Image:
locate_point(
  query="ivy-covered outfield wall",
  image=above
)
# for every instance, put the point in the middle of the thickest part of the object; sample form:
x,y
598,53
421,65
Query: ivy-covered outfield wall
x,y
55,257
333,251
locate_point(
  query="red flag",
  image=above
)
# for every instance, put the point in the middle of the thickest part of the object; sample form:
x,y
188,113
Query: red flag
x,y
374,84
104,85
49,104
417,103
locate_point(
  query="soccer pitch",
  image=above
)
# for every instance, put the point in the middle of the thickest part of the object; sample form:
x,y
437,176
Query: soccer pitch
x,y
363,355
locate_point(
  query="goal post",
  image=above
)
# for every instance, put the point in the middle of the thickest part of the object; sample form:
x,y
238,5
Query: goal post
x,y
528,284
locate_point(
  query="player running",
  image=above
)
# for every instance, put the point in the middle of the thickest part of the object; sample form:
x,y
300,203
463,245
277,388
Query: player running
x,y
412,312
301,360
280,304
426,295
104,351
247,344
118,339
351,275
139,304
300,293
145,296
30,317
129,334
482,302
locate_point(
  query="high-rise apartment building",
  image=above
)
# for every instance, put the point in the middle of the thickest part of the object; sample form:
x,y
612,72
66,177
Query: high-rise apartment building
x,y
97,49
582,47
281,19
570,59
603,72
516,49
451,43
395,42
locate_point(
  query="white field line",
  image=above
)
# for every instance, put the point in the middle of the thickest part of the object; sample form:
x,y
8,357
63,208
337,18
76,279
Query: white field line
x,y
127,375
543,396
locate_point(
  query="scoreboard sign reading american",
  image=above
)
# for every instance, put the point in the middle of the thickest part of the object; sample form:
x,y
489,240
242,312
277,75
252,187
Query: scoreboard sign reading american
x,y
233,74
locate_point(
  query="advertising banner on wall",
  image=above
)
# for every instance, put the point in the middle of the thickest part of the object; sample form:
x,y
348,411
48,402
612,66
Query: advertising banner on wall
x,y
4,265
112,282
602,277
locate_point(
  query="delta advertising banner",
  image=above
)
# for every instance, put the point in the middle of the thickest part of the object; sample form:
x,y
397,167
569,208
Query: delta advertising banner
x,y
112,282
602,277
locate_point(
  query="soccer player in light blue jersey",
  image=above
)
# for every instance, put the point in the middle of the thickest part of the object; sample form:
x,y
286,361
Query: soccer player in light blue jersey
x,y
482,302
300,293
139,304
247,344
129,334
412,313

------------------------------------------------------------------------

EXERCISE DESCRIPTION -> Your task is to print all of the records exactly.

WRITTEN RESPONSE ->
Image:
locate_point(
  query="ivy-covered outfield wall",
  image=above
)
# for every instance, put the point in the middle of the thickest part of the object; sample form:
x,y
598,53
421,65
Query: ivy-covered outfield wall
x,y
55,257
333,251
locate_point(
  query="red flag",
  image=above
)
# for every instance, put the point in the middle of the thickest part of the object; sample form:
x,y
188,113
Query: red flag
x,y
374,84
104,85
49,104
417,103
locate_point(
  query="soccer pitch",
  image=above
)
# for every instance, put the point in the middle of the thickest part of the object; sample form:
x,y
437,176
Query: soccer pitch
x,y
363,355
locate_point(
  query="goal post",
  image=above
)
# for every instance, put the point in the middle of the thickest part of the object; sample form:
x,y
238,5
Query: goal post
x,y
528,284
locate_point(
  query="player running",
  image=above
)
# for every instance, put the point in the middle of the thickest part of the object; sample form:
x,y
300,203
463,245
277,388
Query: player running
x,y
412,312
301,360
280,304
426,295
104,351
247,344
118,339
351,275
139,304
300,293
145,296
30,317
129,334
482,302
locate_point(
  query="high-rise apartment building",
  image=above
)
# for every instance, put the point in the middle of the thickest part of the object; sample form:
x,y
612,72
66,177
Query: high-rise apartment building
x,y
97,49
582,47
281,19
570,59
603,72
516,49
451,43
395,42
locate_point(
  query="white field line",
  image=above
)
# for every instance, put the point in the middle of the thickest part of the object; sample form:
x,y
8,357
63,208
337,18
76,279
Query: white field line
x,y
127,375
543,396
locate_point(
  query="scoreboard sign reading american",
  image=above
)
# for every instance, put the point in the middle of the thickest part of the object; sample form:
x,y
489,240
242,312
277,75
252,187
Query: scoreboard sign reading american
x,y
233,74
locate_point(
  query="advertising banner on wall",
  image=above
)
# for every instance, put the point in the middle of the thickest part of the object; sample form:
x,y
348,411
48,402
612,66
Query: advertising banner on wall
x,y
4,265
112,282
602,277
locate_point(
  query="delta advertising banner",
  image=above
)
# for every instance, put the point in the middle of the thickest part of the object; sample form:
x,y
397,167
569,208
Query: delta advertising banner
x,y
112,282
602,277
locate_point(
  query="soccer player in light blue jersey",
  image=above
)
# for every instance, put the point in the middle of the thickest part of the object; sample form:
x,y
286,361
Query: soccer player in light blue jersey
x,y
482,302
300,293
139,304
247,344
129,334
412,313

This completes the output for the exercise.